Written problem
Return the lines below word for word, starting with the line that contains "sport shown in the photo above." and continuing up to and including the final line.

▬▬▬▬▬▬▬▬▬▬

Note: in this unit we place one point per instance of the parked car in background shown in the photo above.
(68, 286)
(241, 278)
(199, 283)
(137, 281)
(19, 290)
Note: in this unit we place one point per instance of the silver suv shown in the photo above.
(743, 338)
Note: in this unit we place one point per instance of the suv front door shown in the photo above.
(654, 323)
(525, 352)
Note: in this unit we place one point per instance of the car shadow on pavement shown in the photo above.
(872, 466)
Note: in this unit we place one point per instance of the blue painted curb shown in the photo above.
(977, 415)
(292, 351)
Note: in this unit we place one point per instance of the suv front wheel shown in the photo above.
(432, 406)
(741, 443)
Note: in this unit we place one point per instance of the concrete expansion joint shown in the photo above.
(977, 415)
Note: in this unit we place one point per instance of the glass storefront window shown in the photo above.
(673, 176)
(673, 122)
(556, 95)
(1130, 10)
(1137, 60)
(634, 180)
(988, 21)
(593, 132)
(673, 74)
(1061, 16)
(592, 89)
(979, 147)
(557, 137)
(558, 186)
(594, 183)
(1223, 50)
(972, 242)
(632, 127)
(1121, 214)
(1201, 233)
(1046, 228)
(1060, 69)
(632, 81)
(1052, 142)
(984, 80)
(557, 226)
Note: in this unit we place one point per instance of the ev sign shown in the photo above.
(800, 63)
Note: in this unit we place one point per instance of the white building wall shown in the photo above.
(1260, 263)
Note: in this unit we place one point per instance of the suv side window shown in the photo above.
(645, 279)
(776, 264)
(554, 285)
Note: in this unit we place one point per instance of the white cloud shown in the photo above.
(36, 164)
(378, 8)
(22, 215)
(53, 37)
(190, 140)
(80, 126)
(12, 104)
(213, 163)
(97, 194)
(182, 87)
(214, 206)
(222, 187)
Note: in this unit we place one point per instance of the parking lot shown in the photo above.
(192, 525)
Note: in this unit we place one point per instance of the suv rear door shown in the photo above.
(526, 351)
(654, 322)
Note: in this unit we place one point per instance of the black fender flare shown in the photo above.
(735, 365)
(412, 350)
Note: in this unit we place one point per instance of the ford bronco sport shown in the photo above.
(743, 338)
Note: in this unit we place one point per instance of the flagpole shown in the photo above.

▬▬▬▬▬▬▬▬▬▬

Expected answer
Note: in this unit we place one point per instance of the ford bronco sport shown in the photo above.
(743, 338)
Note: in this unit we place one point per instance of the flagpole shown in the photo above.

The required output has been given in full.